Data in this exercise »

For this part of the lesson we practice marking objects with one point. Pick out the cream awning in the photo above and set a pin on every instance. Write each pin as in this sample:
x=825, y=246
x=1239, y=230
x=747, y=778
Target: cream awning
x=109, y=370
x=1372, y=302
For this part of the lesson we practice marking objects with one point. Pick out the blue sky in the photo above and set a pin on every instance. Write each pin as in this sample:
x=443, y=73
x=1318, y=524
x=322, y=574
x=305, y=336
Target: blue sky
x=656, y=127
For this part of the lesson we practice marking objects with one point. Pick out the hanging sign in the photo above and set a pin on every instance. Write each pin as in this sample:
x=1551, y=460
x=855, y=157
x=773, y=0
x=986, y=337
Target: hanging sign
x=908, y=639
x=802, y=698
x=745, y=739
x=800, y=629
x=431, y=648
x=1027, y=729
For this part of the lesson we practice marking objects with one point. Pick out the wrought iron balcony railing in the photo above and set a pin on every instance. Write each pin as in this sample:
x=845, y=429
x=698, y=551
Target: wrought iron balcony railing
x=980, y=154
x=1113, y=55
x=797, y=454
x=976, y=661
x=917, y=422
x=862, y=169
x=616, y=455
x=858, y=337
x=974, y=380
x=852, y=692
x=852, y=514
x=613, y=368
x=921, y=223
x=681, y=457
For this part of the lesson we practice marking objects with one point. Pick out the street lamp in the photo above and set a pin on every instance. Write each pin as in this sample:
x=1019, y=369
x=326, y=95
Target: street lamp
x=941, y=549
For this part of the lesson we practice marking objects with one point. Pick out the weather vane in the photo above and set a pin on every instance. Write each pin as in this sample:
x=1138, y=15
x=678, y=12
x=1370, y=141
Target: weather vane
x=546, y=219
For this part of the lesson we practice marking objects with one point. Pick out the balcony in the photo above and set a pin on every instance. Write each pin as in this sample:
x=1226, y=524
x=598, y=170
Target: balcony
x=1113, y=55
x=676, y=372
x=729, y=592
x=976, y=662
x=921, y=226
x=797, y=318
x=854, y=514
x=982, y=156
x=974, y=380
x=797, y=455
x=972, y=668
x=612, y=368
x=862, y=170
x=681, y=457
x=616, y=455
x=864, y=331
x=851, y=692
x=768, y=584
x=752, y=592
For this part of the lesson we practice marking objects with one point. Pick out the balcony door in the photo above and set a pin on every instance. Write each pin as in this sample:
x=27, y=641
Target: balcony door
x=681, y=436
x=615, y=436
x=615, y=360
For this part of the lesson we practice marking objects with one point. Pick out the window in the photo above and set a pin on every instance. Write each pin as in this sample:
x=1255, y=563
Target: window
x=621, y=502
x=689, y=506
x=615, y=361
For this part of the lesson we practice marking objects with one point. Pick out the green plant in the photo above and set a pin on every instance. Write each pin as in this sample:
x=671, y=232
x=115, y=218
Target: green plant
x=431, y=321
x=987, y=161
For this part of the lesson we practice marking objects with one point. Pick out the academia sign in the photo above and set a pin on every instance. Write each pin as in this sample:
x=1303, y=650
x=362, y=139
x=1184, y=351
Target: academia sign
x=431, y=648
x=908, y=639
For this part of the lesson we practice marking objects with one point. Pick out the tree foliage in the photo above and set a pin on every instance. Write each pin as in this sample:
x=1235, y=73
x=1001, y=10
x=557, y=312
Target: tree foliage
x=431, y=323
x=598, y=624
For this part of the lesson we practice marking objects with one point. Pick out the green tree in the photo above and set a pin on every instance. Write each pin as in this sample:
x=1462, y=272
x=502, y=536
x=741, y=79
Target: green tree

Aim of the exercise » Give the listing again in full, with every line intact.

Answer space »
For this part of the lesson we practice marking objects with one point. Pick out the cream awning in the photo above and set a pin on every instance. Write each pin as in this sample:
x=825, y=246
x=1239, y=230
x=747, y=778
Target: cream awning
x=109, y=370
x=1372, y=302
For this part of the lesson we practice marking objects with one point. Pick out the blue sky in the photo above and set a pin on every instance. Write each pin as in this sample:
x=443, y=73
x=1318, y=524
x=322, y=574
x=305, y=336
Target: blue sky
x=656, y=127
For this part of the lesson we practice marking objects with one point. Pick out the hanging sign in the photo above and set a pin on every instance. Write each pin as in this sample:
x=1551, y=460
x=855, y=157
x=773, y=0
x=986, y=337
Target: hanging sign
x=908, y=639
x=802, y=698
x=745, y=739
x=800, y=629
x=431, y=648
x=1027, y=729
For this part of the lesson we practice marking objects with one point. Pick out the wrought iron balcony railing in the photo above and set a pin on every instance. Write each pin as in this sample:
x=845, y=429
x=698, y=551
Target: wrought iron balcony railing
x=980, y=154
x=1113, y=55
x=797, y=454
x=976, y=661
x=917, y=422
x=862, y=169
x=616, y=455
x=858, y=337
x=974, y=380
x=852, y=692
x=852, y=514
x=613, y=368
x=921, y=223
x=681, y=457
For this part of the lesson we practice marking objects with one point. Pick out the street lamp in the photo above and set a pin on every instance. Write each pin as in this sample:
x=1019, y=369
x=326, y=95
Target: street lamp
x=941, y=549
For this part of the lesson we practice marking objects with one point. Pick out the weather vane in the photo above and set a pin on every instance. Write each pin as in this sample:
x=1138, y=15
x=678, y=12
x=1370, y=141
Target: weather vane
x=546, y=219
For this part of the lesson we practice marking objects with one point. Pick out the balcony in the photo above and set a pin on every instance. Write each pin as in this sample:
x=1226, y=524
x=598, y=170
Target: balcony
x=1113, y=55
x=676, y=372
x=729, y=592
x=976, y=662
x=921, y=226
x=797, y=318
x=854, y=514
x=982, y=156
x=974, y=380
x=797, y=455
x=972, y=668
x=612, y=368
x=862, y=170
x=681, y=457
x=616, y=455
x=864, y=331
x=851, y=692
x=768, y=584
x=752, y=592
For this part of the lesson we practice marking objects with one point. Pick out the balcony door in the photo above and set a pin on every instance. Write each pin as in this sample:
x=27, y=641
Target: balcony door
x=681, y=436
x=615, y=436
x=615, y=360
For this part of the lesson we practice marking objects with one point. Pick out the window in the photo above and set a pin on every instance. Write each pin as in this sample:
x=1255, y=563
Target: window
x=621, y=502
x=689, y=506
x=615, y=361
For this part of the lesson we practice marking objects with one point. Pick out the green plant in the photo above and set a pin on every instance. Write each pin as in this sample:
x=671, y=232
x=115, y=218
Target: green plant
x=431, y=321
x=987, y=161
For this part of the lesson we practice marking objects with one point. Pick out the academia sign in the photo above and set a pin on every instance. Write each pin as in this sample:
x=1303, y=650
x=362, y=139
x=1184, y=351
Target: academia sign
x=431, y=648
x=908, y=639
For this part of the lesson we practice marking objects with one point. Pick out the tree foliage in the photo above and set a pin on every instance. Write each pin as in this sample:
x=1235, y=73
x=1001, y=10
x=557, y=312
Target: tree foliage
x=431, y=323
x=598, y=624
For this part of the lesson we practice marking objects with one point. Pick out the green tree in the photo above and set a pin on every instance. Write each pin as in this sample:
x=1462, y=272
x=502, y=536
x=741, y=79
Target: green tree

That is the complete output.